Please copy each line of the data that includes the string "post".

[Stored dataset items]
>>>>>

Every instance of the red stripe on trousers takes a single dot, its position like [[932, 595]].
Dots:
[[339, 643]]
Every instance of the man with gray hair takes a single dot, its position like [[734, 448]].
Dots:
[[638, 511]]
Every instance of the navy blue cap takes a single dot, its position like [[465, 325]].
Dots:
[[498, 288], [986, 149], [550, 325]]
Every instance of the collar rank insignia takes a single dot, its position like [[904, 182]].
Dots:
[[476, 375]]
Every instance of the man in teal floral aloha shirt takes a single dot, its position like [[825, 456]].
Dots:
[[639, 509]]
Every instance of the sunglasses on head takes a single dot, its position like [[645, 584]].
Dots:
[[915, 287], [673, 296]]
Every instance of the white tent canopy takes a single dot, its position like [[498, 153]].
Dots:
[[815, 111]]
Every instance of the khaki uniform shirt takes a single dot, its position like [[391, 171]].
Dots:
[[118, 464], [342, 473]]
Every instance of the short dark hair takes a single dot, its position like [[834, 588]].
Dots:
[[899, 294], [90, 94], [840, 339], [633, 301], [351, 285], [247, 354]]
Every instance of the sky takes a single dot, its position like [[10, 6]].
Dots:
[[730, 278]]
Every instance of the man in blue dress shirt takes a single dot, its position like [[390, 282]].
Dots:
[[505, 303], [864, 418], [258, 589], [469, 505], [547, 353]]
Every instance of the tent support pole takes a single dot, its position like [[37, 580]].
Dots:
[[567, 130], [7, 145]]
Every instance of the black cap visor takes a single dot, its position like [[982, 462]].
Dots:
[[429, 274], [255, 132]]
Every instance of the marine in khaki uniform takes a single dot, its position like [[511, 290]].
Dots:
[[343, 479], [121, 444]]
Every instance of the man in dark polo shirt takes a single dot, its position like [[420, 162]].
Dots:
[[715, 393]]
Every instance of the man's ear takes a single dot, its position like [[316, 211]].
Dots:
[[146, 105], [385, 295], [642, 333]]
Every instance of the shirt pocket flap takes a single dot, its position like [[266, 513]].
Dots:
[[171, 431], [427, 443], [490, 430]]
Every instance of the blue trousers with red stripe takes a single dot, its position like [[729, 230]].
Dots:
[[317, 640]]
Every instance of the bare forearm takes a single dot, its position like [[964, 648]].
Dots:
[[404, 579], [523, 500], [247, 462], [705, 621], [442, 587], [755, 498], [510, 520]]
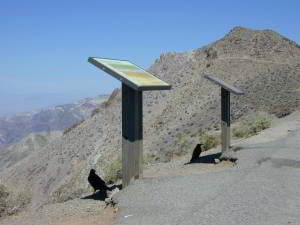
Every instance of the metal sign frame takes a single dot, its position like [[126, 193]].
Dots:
[[226, 89], [132, 119]]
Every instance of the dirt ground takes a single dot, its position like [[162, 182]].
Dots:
[[95, 212]]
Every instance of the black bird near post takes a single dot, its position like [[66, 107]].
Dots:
[[96, 182], [196, 153]]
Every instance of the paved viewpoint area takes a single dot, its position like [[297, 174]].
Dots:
[[264, 188]]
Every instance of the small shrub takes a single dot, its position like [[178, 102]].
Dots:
[[252, 126], [209, 141], [113, 172], [72, 127]]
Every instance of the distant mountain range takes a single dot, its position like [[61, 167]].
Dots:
[[57, 118]]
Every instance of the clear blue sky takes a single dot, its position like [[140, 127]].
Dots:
[[44, 45]]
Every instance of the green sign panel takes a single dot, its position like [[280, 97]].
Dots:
[[130, 74]]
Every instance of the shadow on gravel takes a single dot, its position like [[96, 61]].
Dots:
[[206, 159], [102, 195]]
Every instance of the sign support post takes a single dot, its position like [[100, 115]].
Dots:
[[134, 80], [132, 134], [226, 89]]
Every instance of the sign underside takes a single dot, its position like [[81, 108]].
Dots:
[[130, 74]]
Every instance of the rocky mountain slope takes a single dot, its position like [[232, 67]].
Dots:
[[263, 63], [14, 128]]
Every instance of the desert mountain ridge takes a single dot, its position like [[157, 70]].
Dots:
[[263, 63], [57, 118]]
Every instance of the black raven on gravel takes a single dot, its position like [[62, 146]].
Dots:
[[96, 182]]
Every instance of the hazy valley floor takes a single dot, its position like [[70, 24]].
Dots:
[[263, 188]]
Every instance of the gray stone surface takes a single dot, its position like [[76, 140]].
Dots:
[[262, 189]]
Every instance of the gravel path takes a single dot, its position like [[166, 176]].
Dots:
[[74, 212], [262, 189]]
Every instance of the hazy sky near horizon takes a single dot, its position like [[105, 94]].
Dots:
[[44, 45]]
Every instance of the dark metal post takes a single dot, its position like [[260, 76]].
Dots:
[[225, 116], [132, 133]]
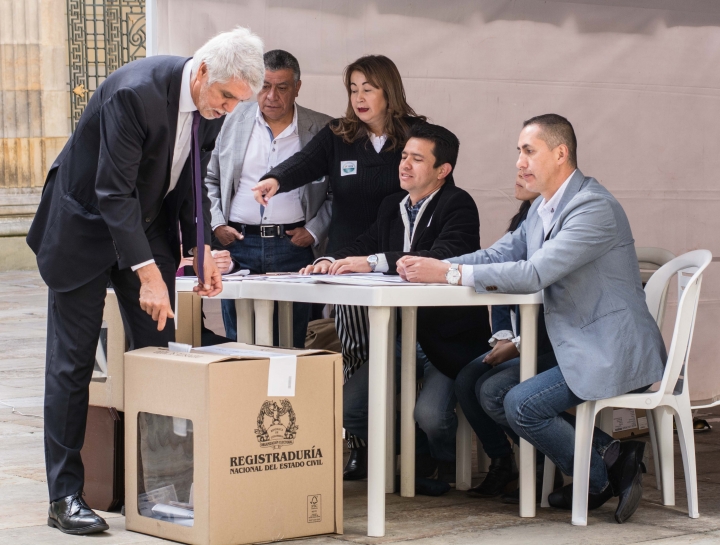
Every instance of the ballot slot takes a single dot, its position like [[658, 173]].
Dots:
[[100, 370], [166, 468]]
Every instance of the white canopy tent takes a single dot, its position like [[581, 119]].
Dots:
[[639, 80]]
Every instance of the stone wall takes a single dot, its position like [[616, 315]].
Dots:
[[34, 103]]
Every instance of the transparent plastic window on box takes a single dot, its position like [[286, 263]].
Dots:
[[165, 468]]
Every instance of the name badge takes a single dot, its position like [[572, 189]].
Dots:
[[348, 168]]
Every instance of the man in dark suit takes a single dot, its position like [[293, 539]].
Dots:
[[433, 219], [116, 203]]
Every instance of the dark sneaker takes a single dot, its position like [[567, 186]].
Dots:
[[502, 473]]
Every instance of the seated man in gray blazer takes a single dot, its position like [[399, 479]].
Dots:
[[576, 245], [281, 236]]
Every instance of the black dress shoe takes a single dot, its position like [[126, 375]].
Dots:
[[501, 474], [562, 498], [72, 515], [513, 497], [356, 468], [447, 472], [626, 478]]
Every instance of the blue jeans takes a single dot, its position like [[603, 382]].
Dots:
[[434, 409], [262, 255], [468, 387], [535, 410]]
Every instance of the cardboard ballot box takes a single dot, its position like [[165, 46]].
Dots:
[[107, 384], [233, 444]]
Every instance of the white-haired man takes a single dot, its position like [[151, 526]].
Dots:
[[117, 200]]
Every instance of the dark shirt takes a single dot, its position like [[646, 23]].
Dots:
[[357, 191]]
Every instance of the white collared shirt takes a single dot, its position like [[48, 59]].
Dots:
[[546, 211], [264, 152], [181, 151], [378, 141], [382, 264]]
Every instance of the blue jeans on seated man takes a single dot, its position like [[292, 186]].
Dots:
[[434, 408], [468, 385], [535, 410], [271, 254]]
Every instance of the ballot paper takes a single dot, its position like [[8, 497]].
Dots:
[[282, 372], [171, 511]]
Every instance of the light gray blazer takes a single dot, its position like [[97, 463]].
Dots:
[[605, 340], [223, 172]]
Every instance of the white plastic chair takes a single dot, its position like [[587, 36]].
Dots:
[[664, 403], [650, 259]]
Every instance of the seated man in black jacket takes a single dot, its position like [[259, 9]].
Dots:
[[434, 218]]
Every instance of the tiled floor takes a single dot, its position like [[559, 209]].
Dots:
[[450, 519]]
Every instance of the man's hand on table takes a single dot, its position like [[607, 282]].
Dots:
[[154, 297], [423, 269], [340, 266], [349, 265], [213, 278], [300, 237], [321, 267], [504, 350], [222, 260]]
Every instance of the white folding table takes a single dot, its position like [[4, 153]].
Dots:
[[258, 296]]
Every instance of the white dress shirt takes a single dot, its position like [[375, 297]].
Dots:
[[546, 211], [264, 152], [181, 151], [378, 141], [382, 263]]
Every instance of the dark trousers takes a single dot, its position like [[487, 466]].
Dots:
[[468, 388], [74, 323], [262, 255]]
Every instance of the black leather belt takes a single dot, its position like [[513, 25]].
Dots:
[[265, 231]]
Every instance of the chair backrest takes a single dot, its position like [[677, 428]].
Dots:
[[650, 260], [687, 308]]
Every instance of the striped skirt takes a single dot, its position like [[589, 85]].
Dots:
[[353, 327]]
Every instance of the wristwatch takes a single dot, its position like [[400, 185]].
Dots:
[[372, 261], [453, 275]]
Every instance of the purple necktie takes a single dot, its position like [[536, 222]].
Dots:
[[197, 187]]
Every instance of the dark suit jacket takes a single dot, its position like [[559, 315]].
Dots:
[[109, 182], [451, 337]]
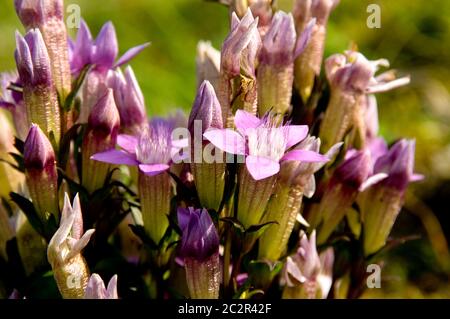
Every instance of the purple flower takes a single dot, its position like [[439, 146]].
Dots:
[[353, 72], [34, 67], [41, 174], [241, 46], [263, 144], [13, 102], [381, 203], [306, 274], [101, 52], [96, 288], [152, 151], [130, 101], [200, 239]]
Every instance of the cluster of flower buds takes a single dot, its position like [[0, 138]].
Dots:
[[215, 200]]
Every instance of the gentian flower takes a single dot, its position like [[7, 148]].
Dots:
[[96, 288], [381, 203], [238, 59], [39, 94], [351, 77], [152, 152], [308, 275], [13, 102], [209, 176], [101, 53], [264, 145], [129, 100], [101, 135], [308, 64], [64, 251], [276, 68], [296, 179], [207, 64], [48, 16], [41, 174], [200, 251]]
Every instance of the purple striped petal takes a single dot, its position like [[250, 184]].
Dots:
[[304, 156], [127, 142], [130, 54], [153, 169], [261, 167], [295, 134], [245, 120], [115, 157], [227, 140]]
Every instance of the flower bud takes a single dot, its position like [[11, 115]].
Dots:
[[41, 174], [381, 204], [209, 177], [342, 190], [351, 77], [207, 64], [48, 16], [96, 288], [64, 252], [130, 102], [35, 74], [276, 68], [101, 135], [200, 250], [237, 61], [295, 181], [307, 275], [307, 65], [13, 102]]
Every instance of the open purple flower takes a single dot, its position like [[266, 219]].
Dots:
[[101, 52], [263, 143], [152, 151]]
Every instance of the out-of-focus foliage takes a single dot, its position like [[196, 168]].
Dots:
[[414, 37]]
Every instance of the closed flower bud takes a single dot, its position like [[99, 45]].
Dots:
[[48, 16], [96, 288], [200, 250], [295, 181], [307, 275], [64, 252], [101, 135], [130, 102], [308, 64], [207, 64], [41, 174], [351, 77], [381, 203], [13, 102], [209, 176], [237, 62], [276, 68], [35, 74]]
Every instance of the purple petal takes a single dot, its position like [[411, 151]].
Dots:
[[295, 134], [106, 47], [372, 180], [304, 156], [245, 120], [304, 38], [130, 54], [127, 142], [227, 140], [153, 169], [261, 167], [115, 157]]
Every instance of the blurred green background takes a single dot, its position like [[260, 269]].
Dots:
[[414, 36]]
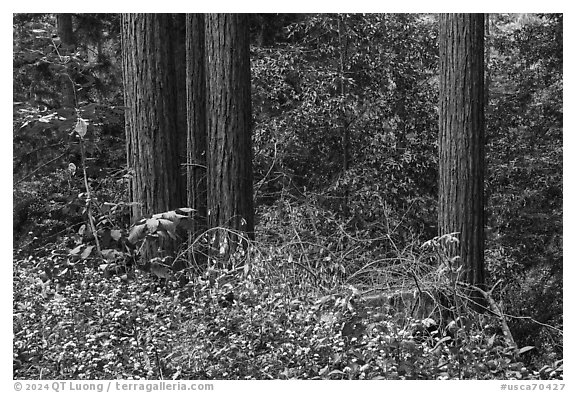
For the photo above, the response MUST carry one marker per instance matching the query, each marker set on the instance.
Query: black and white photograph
(205, 197)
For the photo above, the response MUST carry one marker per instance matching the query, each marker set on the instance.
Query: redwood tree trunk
(151, 117)
(196, 140)
(66, 34)
(229, 116)
(461, 139)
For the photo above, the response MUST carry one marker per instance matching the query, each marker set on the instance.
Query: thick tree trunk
(197, 133)
(66, 34)
(65, 31)
(151, 117)
(229, 123)
(461, 139)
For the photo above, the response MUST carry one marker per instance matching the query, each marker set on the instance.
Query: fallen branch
(508, 338)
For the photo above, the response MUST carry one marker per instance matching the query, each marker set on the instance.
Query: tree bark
(66, 34)
(229, 122)
(461, 140)
(151, 118)
(197, 132)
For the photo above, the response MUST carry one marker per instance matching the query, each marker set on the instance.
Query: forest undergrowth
(297, 304)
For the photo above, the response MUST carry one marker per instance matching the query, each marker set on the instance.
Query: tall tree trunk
(229, 123)
(461, 139)
(197, 133)
(151, 130)
(344, 121)
(66, 34)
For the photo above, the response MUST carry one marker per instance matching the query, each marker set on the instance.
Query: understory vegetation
(347, 277)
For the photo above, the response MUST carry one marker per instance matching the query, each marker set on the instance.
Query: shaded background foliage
(345, 129)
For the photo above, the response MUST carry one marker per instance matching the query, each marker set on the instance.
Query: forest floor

<<<<<

[WRITTEN RESPONSE]
Every instance of the black bird near post takes a single dot, its position like [[66, 107]].
Every instance of the sign support post takes a single dot, its position like [[100, 115]].
Every instance of the dark metal post takes a single dot, its position like [[260, 76]].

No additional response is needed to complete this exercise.